++++ Source document

PEP239 (Rational Numbers) Reference Implementation and new issues

James J. Besemer jb at cascade-sys.com
Thu Oct 10 00:26:10 EDT 2002


Bengt Richter wrote:

>Why not a way to introduce special rules for a limited scope? E.g., if there
>were a 'scope' keyword that would introduce in indented block where the rules
>would apply, and a dictionary defining rules and hooks. Then you could write
>
>    scope rational_rules:
>        a = b/c         # the '/' operator coerces to rational, let's say
>        blah()          # blah's internal rules would not be affected
>    d = a		# would have to act according to enclosing scope
>
>rational_rules might be {'enter_scope':__enter_rational__,
>                         'leave_scope':__leave_rational__,
>                         'exception_hook': __rational_exception__, ...}
>
>More than one set of rules is conceivable, as a sequence of dictionaries.
>  
>

This is an interesting idea but it strikes me as overly "inventive."  It 
would be a much bigger change to Python than simply adding rationals.  

>You could import stuff (e.g., from __future__) or whatever. 
>

If anything as dramatic as changing division to produce rational results 
is introduced I think it should apply globally to the entire module, not 
selectively per scope.

And I don't see any need for "special scope rules".  

In any context where rational numbers already exist, we can define "/"

++++++++

*Tasks for this exercise:*
**A.** In the post on rational numbers, shorten the paragraph beginning "If anything as dramatic" while keeping its main facts.
**B.** In the post on rational numbers, what keyword does Bengt Richter propose for introducing an indented block with special rules?
**C.** Pick up the post on rational numbers where it stops and write the next part.
You won't need the lines that come after this.

++++ Data extract

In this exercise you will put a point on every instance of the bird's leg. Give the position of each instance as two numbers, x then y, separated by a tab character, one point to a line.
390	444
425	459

++++++++

*Exercise responses:*
**A.** A change as dramatic as making division produce rational results should apply globally to the whole module, not selectively per scope.

**B.** He proposes a 'scope' keyword.

**C.**
to work naturally.  That is any division involving one or more rational 
arguments would product a rational result.

Personally, I don't have a problem saying something like "rat( 3, 4 )" 
to introduce a new rational.  It's consistent with the rest of Python's 
OO.  

Alternatively, a "R" suffix to ordinary integers would be pretty clean, 
e.g., you could say "3/4R".

Personally, FWIW, I oppose changing builtins so that int(x)/int(y) 
produces a rational.  For the small minority who would use rationals, 
one of the above forms should be no hardship.

>You'd probably like
>
>    scope classic_division:
>        assert 3/4==0
>        ...
>
>for some stuff ?
>
I count myself among the people who did not want integer division to 
change from it's original definition.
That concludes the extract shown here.